**GOAL OF THE EXERCISE:**
Rewrite the items below, replacing "balustrade" with "railing" and leaving everything else unchanged.

**GIVEN RECORDS:**
○ ○ ○ ○ ○
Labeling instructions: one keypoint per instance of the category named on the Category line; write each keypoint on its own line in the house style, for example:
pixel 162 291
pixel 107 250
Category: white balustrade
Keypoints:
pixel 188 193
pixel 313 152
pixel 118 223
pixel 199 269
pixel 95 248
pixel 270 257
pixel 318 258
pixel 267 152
○ ○ ○ ○ ○
**THE SOLUTION:**
Labeling instructions: one keypoint per instance of the category named on the Category line; write each keypoint on its own line in the house style, for example:
pixel 162 291
pixel 107 250
Category: white railing
Keypoints:
pixel 188 193
pixel 313 152
pixel 118 223
pixel 199 269
pixel 95 248
pixel 270 257
pixel 318 258
pixel 267 152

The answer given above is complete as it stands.